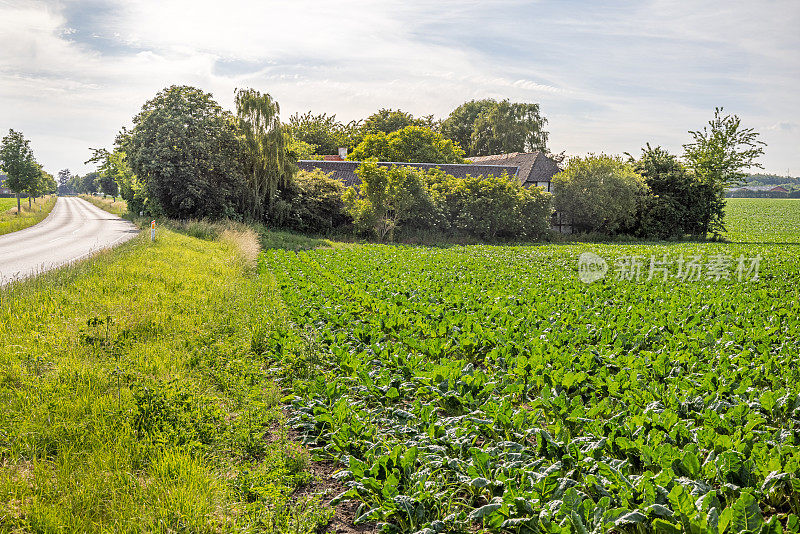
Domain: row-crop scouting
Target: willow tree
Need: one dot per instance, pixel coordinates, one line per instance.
(259, 122)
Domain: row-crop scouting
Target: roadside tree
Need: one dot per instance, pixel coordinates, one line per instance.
(267, 166)
(17, 161)
(184, 148)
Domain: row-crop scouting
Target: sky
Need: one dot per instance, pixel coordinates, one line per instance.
(608, 76)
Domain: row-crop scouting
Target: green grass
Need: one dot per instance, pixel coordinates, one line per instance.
(118, 207)
(9, 203)
(134, 396)
(11, 222)
(460, 387)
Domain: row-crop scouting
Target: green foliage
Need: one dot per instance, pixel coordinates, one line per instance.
(721, 151)
(267, 167)
(184, 148)
(718, 155)
(508, 127)
(17, 161)
(483, 127)
(133, 399)
(115, 177)
(460, 124)
(488, 387)
(322, 132)
(12, 221)
(412, 144)
(313, 203)
(679, 202)
(491, 206)
(598, 193)
(388, 198)
(392, 120)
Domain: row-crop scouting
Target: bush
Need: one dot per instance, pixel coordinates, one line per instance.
(599, 193)
(679, 203)
(313, 203)
(389, 198)
(490, 206)
(398, 200)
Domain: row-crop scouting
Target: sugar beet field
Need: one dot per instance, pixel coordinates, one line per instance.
(489, 387)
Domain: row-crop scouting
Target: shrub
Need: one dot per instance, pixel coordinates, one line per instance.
(389, 198)
(490, 206)
(679, 203)
(599, 193)
(313, 203)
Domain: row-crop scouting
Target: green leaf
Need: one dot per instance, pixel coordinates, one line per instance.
(661, 526)
(577, 523)
(691, 463)
(484, 510)
(631, 518)
(745, 514)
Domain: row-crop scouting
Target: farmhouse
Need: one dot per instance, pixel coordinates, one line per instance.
(530, 168)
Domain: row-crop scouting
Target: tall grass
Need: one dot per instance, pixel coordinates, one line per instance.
(40, 208)
(134, 395)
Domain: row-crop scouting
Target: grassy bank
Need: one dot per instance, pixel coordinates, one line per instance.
(10, 221)
(117, 207)
(134, 397)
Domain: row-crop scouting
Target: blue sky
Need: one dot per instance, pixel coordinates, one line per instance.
(608, 76)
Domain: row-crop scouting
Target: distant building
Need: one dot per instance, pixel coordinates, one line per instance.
(530, 168)
(345, 171)
(533, 168)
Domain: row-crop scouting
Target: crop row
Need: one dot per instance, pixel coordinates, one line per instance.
(489, 385)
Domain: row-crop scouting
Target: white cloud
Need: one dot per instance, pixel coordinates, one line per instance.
(608, 78)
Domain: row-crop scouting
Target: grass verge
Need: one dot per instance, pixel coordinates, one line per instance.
(118, 207)
(40, 208)
(134, 395)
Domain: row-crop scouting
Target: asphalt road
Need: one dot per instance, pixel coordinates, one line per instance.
(74, 230)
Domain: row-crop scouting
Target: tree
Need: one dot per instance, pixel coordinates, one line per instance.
(87, 184)
(486, 207)
(508, 127)
(184, 148)
(117, 178)
(323, 132)
(598, 193)
(267, 166)
(460, 124)
(16, 159)
(718, 155)
(388, 198)
(678, 202)
(412, 144)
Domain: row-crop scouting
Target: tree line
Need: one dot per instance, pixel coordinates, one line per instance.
(186, 157)
(24, 175)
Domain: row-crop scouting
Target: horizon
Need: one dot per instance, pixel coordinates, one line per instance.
(607, 78)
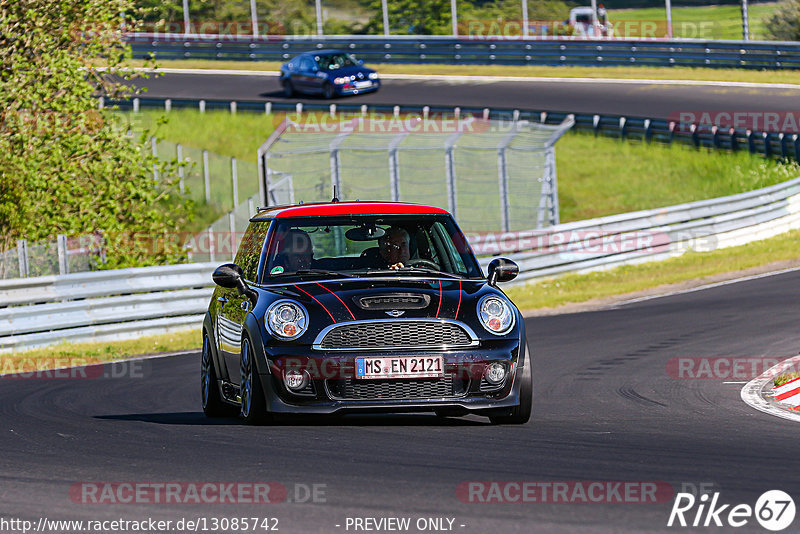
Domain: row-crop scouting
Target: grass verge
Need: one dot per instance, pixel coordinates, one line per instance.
(81, 354)
(578, 288)
(526, 71)
(597, 176)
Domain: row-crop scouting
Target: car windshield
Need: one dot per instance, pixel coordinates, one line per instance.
(336, 61)
(369, 245)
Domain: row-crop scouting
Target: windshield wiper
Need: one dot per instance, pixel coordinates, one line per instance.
(320, 271)
(413, 269)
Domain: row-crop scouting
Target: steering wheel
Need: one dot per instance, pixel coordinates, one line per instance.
(422, 262)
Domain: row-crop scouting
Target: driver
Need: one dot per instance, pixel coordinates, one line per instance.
(295, 251)
(394, 247)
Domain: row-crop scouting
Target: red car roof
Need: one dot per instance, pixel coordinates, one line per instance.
(349, 208)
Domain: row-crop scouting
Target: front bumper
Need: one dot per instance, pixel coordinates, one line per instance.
(329, 372)
(348, 89)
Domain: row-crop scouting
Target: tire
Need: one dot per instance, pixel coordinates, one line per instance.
(213, 405)
(288, 88)
(254, 408)
(521, 413)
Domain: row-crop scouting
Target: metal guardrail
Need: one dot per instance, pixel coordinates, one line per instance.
(770, 144)
(103, 305)
(564, 51)
(128, 303)
(649, 235)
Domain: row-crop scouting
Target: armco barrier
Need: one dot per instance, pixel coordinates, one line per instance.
(489, 50)
(128, 303)
(103, 305)
(769, 144)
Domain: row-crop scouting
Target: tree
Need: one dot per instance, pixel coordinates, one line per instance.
(784, 23)
(65, 166)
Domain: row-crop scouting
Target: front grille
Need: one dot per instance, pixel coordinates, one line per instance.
(397, 389)
(396, 301)
(395, 334)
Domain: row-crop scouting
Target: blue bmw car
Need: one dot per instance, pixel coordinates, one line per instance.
(328, 73)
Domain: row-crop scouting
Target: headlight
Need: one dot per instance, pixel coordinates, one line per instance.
(286, 319)
(495, 314)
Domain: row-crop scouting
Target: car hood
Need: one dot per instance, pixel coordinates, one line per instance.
(363, 299)
(349, 71)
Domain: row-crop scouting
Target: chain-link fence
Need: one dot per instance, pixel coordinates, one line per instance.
(492, 175)
(62, 255)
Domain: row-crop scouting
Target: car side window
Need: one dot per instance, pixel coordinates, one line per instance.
(250, 249)
(306, 64)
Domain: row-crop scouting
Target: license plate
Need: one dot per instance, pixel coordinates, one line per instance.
(396, 367)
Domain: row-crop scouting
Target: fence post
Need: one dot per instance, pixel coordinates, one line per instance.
(22, 256)
(232, 227)
(211, 248)
(796, 147)
(206, 177)
(179, 154)
(502, 176)
(235, 182)
(61, 247)
(154, 148)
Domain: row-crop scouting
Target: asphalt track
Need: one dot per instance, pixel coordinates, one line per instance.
(605, 409)
(630, 99)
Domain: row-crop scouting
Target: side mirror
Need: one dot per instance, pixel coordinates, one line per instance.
(502, 270)
(231, 276)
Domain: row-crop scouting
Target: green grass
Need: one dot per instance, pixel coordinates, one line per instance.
(574, 288)
(601, 176)
(80, 354)
(650, 73)
(708, 22)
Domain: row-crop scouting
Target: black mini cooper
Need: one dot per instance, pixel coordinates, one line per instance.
(362, 307)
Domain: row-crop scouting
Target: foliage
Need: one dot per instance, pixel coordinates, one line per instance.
(784, 24)
(65, 166)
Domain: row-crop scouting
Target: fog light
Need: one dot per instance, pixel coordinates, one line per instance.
(295, 380)
(496, 373)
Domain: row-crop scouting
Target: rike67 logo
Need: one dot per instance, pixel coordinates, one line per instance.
(774, 510)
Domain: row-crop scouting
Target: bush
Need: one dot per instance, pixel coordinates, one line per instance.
(65, 166)
(784, 24)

> **INSTRUCTION**: Collect every line of the data above that contains the string "fence", treating uppercase and lowercase letters as distinct.

> **FINAL ANSWER**:
Target: chain-link fence
Target: fence post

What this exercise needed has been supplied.